To do: The required result is the exact run of lines beginning at the one containing "Expected: for every instance of the pedestrian, one" and ending at the last line of the entries.

--- start of Excerpted records ---

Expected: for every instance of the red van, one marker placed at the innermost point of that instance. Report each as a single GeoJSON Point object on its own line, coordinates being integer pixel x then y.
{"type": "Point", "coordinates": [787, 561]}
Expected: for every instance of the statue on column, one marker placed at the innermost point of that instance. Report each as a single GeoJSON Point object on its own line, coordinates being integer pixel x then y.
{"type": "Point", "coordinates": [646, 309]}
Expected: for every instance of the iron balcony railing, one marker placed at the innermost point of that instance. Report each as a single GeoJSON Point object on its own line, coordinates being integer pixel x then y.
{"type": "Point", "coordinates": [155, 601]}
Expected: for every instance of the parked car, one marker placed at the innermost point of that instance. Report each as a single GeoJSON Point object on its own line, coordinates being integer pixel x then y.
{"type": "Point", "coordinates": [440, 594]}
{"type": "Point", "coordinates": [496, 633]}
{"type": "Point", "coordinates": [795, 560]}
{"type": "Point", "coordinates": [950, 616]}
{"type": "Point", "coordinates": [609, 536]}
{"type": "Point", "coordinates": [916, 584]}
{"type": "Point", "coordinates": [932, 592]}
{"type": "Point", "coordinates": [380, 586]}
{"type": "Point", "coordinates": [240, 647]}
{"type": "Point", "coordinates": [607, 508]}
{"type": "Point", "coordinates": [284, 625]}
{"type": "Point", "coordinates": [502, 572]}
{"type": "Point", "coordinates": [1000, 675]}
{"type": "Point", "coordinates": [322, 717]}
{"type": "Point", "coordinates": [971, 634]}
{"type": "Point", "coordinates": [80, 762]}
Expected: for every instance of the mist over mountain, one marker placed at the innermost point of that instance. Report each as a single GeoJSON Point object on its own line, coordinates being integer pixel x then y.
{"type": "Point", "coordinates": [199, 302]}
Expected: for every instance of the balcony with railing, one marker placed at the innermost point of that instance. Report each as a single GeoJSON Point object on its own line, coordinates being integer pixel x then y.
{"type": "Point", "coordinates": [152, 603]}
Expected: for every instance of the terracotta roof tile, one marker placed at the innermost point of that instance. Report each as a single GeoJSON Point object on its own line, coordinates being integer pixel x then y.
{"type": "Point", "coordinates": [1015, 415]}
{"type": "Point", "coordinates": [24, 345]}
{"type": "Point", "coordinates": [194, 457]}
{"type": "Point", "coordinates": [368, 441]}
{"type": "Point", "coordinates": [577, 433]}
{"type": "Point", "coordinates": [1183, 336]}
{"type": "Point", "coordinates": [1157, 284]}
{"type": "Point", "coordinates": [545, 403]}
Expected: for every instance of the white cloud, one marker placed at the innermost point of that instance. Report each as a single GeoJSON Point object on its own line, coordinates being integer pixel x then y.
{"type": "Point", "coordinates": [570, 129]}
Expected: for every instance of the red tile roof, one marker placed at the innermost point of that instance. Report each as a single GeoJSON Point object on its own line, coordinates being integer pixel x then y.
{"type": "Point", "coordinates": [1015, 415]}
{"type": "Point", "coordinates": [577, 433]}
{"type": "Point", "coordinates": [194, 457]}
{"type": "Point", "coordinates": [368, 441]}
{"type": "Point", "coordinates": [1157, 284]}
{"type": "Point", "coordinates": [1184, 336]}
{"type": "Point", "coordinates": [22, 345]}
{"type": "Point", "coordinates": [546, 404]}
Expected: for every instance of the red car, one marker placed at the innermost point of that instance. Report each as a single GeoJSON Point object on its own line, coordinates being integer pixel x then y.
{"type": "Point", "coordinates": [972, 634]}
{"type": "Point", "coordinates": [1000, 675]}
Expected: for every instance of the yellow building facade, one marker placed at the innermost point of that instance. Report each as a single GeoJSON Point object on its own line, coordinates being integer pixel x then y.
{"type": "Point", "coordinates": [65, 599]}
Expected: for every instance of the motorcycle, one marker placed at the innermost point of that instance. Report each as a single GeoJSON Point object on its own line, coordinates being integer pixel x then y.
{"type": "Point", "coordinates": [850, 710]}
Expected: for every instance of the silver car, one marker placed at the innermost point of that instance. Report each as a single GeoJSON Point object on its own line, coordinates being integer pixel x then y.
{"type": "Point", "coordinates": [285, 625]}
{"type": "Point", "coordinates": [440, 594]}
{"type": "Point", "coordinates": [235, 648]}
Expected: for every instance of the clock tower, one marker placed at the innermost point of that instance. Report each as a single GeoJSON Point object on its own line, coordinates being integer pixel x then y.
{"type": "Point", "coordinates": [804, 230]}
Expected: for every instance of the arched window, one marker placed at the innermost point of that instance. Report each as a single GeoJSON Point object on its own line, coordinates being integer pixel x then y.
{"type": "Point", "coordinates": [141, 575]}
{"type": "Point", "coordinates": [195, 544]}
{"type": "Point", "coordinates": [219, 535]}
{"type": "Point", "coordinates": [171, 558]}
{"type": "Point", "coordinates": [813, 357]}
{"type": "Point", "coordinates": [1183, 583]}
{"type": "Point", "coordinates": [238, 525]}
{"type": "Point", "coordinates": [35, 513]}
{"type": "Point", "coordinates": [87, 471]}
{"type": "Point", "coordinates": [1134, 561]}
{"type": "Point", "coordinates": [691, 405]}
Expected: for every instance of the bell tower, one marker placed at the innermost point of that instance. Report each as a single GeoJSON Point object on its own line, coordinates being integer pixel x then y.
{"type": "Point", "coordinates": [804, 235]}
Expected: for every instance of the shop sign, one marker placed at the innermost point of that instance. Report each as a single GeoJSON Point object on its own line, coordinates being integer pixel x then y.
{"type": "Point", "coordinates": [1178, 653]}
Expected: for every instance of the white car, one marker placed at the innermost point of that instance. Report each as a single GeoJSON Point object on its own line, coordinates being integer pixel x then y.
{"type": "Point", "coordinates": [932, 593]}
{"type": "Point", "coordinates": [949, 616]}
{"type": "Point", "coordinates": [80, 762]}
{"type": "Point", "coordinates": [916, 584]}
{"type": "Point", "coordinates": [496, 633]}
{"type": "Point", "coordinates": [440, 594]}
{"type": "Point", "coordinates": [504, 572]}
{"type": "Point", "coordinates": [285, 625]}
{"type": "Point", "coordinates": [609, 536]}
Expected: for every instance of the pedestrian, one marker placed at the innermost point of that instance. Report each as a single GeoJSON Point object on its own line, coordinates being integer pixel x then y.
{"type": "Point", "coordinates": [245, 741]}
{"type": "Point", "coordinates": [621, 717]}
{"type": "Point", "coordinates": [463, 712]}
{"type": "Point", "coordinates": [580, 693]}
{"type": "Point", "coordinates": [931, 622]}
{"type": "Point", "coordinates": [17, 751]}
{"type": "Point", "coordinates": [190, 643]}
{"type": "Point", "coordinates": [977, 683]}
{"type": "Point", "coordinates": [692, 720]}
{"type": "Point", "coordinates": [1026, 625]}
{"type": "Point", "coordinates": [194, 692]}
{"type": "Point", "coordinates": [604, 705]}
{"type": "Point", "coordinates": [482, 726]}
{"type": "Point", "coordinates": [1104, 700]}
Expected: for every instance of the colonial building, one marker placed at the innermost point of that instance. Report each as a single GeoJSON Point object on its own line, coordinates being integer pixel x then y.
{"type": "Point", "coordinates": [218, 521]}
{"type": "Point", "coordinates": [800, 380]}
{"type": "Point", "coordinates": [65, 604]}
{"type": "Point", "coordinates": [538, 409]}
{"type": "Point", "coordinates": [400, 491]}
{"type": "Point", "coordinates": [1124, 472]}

--- end of Excerpted records ---

Exercise solution:
Expected: for every instance of the pedestrian, one marker placed at the innermost point of that instance. Report each as a single GeoJSON Point object on its own line, coordinates being integer pixel x then y.
{"type": "Point", "coordinates": [245, 741]}
{"type": "Point", "coordinates": [621, 717]}
{"type": "Point", "coordinates": [463, 712]}
{"type": "Point", "coordinates": [580, 693]}
{"type": "Point", "coordinates": [931, 622]}
{"type": "Point", "coordinates": [17, 751]}
{"type": "Point", "coordinates": [190, 643]}
{"type": "Point", "coordinates": [977, 683]}
{"type": "Point", "coordinates": [692, 720]}
{"type": "Point", "coordinates": [1026, 625]}
{"type": "Point", "coordinates": [194, 692]}
{"type": "Point", "coordinates": [604, 705]}
{"type": "Point", "coordinates": [482, 726]}
{"type": "Point", "coordinates": [1104, 700]}
Expected: for every instance of the colonial building, one marker placed at the innermost point of that instance. Report each as a single GeoJSON Point object on its own line, coordinates being integer pixel x then y.
{"type": "Point", "coordinates": [218, 521]}
{"type": "Point", "coordinates": [800, 380]}
{"type": "Point", "coordinates": [65, 604]}
{"type": "Point", "coordinates": [538, 409]}
{"type": "Point", "coordinates": [400, 491]}
{"type": "Point", "coordinates": [1124, 472]}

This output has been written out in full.